● **Written exercise**: Please copy the material below word for word, keeping every line in its original order.

● **Input data**:
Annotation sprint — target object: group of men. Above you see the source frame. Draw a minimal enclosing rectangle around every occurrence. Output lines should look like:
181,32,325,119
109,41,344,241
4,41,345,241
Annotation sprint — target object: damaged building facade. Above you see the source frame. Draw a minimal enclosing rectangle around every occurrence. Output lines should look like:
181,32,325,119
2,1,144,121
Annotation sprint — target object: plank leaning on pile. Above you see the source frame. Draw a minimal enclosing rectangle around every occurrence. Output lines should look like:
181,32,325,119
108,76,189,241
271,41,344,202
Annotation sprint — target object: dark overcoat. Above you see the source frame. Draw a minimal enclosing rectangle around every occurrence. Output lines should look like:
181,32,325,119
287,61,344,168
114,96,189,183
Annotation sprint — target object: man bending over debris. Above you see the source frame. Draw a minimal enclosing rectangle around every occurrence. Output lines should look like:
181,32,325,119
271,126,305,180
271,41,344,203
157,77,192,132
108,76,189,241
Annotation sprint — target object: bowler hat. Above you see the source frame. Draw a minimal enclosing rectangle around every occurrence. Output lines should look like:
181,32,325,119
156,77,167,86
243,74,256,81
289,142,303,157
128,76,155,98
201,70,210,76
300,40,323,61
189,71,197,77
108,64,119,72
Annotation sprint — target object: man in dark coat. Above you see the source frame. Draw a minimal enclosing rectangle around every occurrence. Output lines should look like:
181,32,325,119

● **The output**:
Annotation sprint — target object: group of men. Above you see the source frame. Draw a minimal enclosing rectangle around every occurrence. Output lines should look like:
181,32,325,119
109,41,344,241
4,41,345,241
Annotation sprint — target object: damaged building facade. Above you see the source frame. Draw a minimal enclosing rectangle around every occurrence. Output lines should look like:
181,32,325,119
2,1,144,121
Annotation sprint — target object: plank leaning on pile. Above you see the source frame. Draw a minimal enclosing rectangle around every occurrence. Output lines should look like:
181,32,325,119
108,76,189,241
271,41,344,202
Annotation sprint — target object: dark overcoat. Above you see the source frame. Draw a minimal enclosing rectangle around every occurrence. Output lines should look like:
181,32,325,119
287,61,344,168
114,96,189,183
Annotation sprint — target object: man bending over debris. Above you see the source frame. Draw a minimal enclosing rectangle around every occurrence. Output lines should look like:
181,32,325,119
271,126,305,180
271,41,344,203
157,77,192,132
108,76,189,241
Annotation sprint — target object: bowler hat. Above you see the source frame. Draw a minimal enclosing rectangle around every occurrence. Output lines should look like:
181,32,325,119
156,77,167,86
243,74,256,81
289,142,303,157
128,76,155,98
201,70,210,76
300,40,323,61
189,71,197,77
108,64,119,72
Annotation sprint — target object: man in dark coat. Above you see the source frame. Draw a minimal enclosing rectangle around every occurrence. Output lines should look like:
181,32,325,119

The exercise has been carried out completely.